** Description of the task **
What you return should be each line of the data containing the string "shirt".

-- Source data follows --

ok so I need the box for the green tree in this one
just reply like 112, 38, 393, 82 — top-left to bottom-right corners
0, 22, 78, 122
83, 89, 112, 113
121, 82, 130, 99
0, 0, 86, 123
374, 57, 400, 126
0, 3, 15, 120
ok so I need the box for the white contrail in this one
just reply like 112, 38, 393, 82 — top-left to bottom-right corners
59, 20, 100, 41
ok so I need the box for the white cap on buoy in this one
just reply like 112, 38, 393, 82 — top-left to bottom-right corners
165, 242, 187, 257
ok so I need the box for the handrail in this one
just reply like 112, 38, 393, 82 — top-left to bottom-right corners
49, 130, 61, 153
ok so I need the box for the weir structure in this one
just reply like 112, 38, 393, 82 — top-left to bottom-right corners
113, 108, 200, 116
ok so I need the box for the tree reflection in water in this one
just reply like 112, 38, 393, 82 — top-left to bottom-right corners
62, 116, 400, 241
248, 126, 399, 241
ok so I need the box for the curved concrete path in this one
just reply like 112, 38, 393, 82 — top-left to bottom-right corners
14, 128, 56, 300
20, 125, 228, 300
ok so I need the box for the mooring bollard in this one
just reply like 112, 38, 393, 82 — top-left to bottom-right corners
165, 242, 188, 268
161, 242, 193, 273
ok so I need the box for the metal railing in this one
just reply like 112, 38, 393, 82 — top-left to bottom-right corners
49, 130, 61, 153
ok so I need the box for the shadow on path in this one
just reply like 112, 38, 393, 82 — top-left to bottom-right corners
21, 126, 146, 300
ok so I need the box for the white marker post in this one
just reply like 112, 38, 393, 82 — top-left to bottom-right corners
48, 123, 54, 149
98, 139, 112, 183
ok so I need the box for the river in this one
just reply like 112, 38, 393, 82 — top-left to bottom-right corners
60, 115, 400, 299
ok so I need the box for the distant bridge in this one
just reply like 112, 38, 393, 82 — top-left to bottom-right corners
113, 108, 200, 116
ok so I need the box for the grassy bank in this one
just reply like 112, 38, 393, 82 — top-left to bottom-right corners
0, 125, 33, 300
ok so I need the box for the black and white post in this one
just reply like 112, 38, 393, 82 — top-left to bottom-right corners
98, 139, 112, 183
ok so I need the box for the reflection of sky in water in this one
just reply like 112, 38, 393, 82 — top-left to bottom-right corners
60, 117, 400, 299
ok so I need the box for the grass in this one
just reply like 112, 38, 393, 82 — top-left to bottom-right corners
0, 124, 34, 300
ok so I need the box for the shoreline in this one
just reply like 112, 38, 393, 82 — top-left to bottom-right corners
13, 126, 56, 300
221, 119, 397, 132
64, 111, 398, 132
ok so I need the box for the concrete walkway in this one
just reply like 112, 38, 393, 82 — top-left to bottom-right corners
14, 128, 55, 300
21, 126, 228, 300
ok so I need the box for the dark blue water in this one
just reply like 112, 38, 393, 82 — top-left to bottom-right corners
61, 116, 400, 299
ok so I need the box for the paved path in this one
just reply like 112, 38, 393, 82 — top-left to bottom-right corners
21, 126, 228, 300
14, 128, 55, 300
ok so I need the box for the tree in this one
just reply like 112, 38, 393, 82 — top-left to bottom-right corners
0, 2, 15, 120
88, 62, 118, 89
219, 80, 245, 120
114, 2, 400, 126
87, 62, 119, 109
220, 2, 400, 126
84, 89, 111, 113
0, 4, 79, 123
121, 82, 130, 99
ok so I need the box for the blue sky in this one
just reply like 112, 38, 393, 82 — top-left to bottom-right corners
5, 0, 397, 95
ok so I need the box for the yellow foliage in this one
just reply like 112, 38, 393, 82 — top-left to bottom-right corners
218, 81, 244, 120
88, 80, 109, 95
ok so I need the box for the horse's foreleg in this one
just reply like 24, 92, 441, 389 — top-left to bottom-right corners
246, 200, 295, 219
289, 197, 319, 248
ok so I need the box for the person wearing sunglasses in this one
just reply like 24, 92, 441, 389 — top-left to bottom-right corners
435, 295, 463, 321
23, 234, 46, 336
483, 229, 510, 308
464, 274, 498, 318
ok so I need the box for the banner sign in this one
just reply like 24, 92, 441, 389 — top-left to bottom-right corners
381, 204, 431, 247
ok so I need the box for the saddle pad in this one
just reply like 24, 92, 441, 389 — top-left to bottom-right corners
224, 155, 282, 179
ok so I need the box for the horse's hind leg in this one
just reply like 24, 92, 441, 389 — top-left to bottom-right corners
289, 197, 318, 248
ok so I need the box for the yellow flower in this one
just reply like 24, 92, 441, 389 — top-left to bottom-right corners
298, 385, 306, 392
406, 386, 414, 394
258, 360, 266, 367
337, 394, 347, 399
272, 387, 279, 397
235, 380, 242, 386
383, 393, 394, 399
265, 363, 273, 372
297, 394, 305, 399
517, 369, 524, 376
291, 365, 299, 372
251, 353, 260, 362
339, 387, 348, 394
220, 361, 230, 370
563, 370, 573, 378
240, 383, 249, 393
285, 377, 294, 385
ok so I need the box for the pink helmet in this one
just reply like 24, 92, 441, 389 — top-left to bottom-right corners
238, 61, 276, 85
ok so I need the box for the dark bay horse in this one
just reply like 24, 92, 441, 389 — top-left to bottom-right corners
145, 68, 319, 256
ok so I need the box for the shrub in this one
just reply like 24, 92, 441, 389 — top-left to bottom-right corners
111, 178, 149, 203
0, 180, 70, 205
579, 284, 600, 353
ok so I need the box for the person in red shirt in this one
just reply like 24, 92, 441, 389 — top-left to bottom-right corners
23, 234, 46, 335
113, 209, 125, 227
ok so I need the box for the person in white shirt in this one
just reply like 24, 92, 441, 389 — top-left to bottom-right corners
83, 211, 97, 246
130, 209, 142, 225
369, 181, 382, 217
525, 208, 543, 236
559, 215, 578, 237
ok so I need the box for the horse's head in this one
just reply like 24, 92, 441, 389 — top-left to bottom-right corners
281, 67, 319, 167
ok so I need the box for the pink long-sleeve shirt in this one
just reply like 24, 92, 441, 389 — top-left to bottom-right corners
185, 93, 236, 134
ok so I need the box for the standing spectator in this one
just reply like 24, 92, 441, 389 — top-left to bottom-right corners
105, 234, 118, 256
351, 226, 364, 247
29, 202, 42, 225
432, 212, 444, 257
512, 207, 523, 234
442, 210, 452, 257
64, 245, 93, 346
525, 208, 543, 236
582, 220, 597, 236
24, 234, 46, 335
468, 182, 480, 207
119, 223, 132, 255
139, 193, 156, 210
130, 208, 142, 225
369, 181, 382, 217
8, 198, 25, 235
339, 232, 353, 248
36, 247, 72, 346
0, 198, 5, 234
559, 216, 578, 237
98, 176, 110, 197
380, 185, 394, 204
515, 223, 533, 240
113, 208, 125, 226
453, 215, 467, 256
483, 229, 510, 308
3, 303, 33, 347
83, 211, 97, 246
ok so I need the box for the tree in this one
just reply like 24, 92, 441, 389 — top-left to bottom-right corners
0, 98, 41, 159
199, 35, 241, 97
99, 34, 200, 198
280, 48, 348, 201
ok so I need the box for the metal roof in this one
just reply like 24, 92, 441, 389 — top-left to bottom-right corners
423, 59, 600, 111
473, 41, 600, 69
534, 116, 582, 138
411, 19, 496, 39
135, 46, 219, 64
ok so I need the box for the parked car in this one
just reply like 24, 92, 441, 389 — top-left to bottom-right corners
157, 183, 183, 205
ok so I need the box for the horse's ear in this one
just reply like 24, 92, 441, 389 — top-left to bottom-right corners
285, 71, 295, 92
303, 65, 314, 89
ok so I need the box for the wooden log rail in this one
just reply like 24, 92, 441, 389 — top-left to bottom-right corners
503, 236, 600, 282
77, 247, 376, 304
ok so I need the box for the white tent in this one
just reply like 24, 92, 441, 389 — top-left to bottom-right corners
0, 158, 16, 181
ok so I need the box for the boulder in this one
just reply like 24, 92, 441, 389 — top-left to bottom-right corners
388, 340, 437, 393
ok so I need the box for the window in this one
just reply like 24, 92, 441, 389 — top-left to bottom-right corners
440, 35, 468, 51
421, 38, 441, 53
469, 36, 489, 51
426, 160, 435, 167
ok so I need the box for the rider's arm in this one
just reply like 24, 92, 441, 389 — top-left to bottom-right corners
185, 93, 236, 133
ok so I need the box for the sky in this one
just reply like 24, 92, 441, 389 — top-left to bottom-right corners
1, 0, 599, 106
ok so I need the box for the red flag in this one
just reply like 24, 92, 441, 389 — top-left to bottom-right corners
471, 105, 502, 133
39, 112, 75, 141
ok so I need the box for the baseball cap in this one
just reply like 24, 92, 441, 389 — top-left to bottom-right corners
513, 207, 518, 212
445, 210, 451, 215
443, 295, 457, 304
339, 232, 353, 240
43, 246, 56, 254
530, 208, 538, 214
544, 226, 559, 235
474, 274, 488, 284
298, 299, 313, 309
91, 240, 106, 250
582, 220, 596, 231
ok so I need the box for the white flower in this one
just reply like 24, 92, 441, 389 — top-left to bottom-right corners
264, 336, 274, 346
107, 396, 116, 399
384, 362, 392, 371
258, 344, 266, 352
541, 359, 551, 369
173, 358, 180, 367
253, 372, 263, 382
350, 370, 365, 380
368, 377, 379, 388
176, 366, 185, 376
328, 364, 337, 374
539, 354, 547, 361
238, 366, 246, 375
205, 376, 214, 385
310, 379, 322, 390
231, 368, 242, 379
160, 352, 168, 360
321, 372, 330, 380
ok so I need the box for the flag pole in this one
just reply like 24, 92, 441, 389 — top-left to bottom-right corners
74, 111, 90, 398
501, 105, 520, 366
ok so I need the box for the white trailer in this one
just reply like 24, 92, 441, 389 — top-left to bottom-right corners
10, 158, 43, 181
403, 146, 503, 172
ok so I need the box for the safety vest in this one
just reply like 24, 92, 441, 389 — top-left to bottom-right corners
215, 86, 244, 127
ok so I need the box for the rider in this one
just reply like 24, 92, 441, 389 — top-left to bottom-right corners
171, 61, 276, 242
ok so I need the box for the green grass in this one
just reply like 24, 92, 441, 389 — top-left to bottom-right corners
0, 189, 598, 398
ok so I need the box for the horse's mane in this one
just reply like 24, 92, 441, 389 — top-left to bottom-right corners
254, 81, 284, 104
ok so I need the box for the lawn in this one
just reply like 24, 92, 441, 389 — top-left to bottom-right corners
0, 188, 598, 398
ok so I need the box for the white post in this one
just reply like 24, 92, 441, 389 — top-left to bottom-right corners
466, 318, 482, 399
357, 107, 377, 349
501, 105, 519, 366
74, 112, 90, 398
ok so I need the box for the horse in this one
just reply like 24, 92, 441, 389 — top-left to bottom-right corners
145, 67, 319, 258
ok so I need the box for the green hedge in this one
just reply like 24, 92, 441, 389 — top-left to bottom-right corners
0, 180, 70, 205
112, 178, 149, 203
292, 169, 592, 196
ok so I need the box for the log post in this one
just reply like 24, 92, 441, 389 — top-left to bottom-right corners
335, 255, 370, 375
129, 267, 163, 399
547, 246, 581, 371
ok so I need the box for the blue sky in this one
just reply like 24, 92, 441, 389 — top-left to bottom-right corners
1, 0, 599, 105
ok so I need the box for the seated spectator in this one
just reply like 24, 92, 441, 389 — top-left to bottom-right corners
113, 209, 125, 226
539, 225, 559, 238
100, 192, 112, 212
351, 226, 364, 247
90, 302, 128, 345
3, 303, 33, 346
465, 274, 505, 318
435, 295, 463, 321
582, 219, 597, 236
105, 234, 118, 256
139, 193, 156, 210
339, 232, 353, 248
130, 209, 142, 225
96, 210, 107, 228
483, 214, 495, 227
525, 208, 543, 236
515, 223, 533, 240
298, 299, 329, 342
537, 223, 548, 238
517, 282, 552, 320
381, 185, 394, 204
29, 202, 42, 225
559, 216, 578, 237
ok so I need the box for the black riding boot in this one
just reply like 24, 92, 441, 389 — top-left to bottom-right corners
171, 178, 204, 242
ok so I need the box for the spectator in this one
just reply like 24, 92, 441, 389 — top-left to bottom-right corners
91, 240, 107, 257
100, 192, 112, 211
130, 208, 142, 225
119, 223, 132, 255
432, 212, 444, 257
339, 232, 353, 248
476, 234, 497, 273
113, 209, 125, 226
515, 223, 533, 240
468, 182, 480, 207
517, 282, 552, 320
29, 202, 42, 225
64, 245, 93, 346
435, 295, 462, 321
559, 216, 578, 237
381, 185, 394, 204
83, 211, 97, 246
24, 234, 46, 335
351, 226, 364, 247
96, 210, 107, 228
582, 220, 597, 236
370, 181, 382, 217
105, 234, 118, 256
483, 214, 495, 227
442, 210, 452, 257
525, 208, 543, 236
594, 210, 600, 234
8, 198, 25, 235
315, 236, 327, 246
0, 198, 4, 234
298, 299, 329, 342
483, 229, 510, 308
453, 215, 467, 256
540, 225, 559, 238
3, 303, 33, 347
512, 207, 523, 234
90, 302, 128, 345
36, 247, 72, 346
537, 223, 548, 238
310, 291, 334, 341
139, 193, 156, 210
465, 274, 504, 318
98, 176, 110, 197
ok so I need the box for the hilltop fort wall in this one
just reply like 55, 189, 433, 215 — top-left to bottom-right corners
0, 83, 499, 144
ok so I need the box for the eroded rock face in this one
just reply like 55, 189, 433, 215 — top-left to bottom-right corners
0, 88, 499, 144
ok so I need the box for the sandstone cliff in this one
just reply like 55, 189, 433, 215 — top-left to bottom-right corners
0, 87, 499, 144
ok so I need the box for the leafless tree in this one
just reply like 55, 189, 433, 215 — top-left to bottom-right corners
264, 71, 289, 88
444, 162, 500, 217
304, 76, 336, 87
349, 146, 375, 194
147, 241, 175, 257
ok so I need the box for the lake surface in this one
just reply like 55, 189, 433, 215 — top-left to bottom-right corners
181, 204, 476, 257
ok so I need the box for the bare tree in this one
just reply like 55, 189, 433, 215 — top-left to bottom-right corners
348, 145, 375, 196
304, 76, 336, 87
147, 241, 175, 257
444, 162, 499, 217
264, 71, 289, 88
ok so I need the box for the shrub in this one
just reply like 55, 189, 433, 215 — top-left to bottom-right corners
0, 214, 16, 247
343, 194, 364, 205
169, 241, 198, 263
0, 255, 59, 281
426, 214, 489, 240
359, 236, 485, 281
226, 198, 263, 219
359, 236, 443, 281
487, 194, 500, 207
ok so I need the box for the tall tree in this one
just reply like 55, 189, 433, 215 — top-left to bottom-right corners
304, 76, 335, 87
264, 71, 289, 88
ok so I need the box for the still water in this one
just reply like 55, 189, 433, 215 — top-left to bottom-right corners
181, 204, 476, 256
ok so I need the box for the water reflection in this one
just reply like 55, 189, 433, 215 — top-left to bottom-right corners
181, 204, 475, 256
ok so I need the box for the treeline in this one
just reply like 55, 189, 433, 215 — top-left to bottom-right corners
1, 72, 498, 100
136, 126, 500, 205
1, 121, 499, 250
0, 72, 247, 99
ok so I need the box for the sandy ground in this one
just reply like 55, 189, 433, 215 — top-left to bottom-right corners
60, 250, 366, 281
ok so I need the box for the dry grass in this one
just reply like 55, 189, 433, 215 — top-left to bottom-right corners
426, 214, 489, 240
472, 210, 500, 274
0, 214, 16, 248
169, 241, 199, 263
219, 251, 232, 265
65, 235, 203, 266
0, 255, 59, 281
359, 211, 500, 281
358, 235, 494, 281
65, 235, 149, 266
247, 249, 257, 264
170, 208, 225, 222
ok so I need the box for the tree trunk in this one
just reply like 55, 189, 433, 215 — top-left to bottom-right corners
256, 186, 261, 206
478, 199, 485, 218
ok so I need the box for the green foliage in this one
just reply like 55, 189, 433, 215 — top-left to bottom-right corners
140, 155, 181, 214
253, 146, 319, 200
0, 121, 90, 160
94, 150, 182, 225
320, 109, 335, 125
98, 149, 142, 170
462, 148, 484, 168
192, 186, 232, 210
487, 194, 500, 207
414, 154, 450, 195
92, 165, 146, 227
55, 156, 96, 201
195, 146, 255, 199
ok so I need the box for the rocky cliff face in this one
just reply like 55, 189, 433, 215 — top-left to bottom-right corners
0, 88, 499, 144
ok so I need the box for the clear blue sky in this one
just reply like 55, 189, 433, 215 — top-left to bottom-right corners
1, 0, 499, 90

-- Source data concluded --

** Your response **
ok so I need the box for the person in red shirt in this one
ok so I need the box for the person in white shirt in this one
ok so I need the box for the pink long-sleeve shirt in this one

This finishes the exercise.